■ Wymagane działanie:
Wyodrębnij bez zmian z tekstu o Glivecu i suplementach diety część, która zaczyna się od słów zawierających „Jakiś czas temu”, a kończy na „ze zdwojoną siłą.”.

Jakiś czas temu od mojego lekarza słyszałam o tym, że są przymiarki do odstawiania Glivecu- warunkiem są bardzo dobre wyniki badań- przede wszystkim BCR-ABL. I że jest to faza badań dopiero, więc tak naprawdę nie wiadomo, jak to z chorobą będzie- czy już sobie pójdzie na zawsze, czy wróci, a może wróci ze zdwojoną siłą.
Interesujący blog i ciekawy post: zlabu.blogspot.com/2012/10/incepcja-czyli-jak-zejsc-gebiej.html
Co do suplementów diety... na liście witamin zakazanych jest wit. B12. No i nie wolno też brać leków z dziurawcem, więc tej zasady się trzymam. Jeśli potrzebuję się wzmocnić biorę rutinoscorbin albo tran w kapsułkach. Brałam też np. bodaj belissę na włosy i belissę hydro. Faktem jest, że niedługo będzie 9 lat jak już lecze się gliveckiem- być może lekarz zakazał Wam brania suplementów diety, bo to dopiero początek leczenia- i być może te leki w jakiś sposób mogą wpływać na obraz wyników badań.

■ Zbiór danych:
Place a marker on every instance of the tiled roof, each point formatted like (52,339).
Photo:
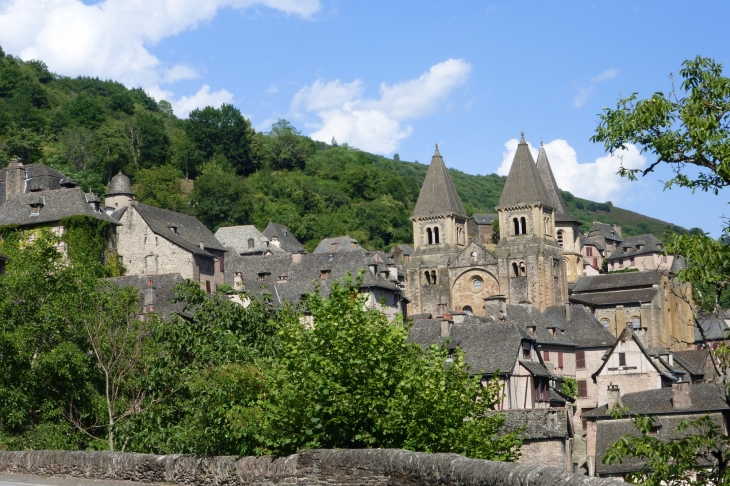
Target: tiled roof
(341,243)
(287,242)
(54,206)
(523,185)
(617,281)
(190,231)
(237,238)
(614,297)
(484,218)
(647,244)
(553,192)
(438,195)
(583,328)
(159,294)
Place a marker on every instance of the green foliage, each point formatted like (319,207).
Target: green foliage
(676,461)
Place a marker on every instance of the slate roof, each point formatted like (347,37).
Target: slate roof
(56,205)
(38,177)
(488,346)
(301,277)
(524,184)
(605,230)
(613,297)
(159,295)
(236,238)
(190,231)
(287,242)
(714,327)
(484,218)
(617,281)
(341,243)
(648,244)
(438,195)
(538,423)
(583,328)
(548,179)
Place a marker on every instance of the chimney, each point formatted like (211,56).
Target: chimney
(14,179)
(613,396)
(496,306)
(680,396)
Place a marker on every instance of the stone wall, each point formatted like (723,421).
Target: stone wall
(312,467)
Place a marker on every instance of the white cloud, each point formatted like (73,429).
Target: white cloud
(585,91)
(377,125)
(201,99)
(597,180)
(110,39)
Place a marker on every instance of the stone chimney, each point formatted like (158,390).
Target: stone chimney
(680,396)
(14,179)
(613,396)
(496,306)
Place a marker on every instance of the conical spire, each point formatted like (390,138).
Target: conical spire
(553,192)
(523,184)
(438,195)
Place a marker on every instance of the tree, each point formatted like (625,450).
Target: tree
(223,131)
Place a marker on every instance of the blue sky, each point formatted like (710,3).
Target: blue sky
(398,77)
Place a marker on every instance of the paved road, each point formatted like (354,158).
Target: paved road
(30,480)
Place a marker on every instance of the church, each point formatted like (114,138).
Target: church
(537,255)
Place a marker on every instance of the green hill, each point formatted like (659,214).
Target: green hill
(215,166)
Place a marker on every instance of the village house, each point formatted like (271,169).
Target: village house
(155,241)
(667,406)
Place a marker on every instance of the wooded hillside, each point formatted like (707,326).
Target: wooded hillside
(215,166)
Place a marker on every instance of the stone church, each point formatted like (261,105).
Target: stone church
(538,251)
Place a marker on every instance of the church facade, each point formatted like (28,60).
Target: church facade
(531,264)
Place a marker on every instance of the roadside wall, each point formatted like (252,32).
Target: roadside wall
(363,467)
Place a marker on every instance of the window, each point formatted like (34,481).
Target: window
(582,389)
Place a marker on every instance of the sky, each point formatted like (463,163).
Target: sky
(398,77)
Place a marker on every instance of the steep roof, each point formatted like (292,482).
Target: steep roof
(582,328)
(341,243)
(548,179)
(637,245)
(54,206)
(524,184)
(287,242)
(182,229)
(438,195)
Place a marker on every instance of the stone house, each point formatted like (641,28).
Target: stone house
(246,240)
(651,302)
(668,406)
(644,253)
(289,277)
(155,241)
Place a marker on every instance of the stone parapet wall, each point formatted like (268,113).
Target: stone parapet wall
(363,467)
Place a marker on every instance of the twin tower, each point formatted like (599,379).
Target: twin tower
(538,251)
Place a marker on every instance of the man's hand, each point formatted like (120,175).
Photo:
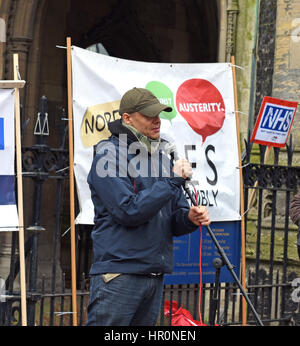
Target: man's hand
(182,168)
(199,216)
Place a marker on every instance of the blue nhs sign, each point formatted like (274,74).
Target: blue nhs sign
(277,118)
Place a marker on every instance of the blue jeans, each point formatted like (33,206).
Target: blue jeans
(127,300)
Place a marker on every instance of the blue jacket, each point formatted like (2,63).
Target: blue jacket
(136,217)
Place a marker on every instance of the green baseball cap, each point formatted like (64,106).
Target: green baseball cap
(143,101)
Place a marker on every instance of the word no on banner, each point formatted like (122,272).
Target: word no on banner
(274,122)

■ Rozwiązanie zadania:
Jakiś czas temu od mojego lekarza słyszałam o tym, że są przymiarki do odstawiania Glivecu- warunkiem są bardzo dobre wyniki badań- przede wszystkim BCR-ABL. I że jest to faza badań dopiero, więc tak naprawdę nie wiadomo, jak to z chorobą będzie- czy już sobie pójdzie na zawsze, czy wróci, a może wróci ze zdwojoną siłą.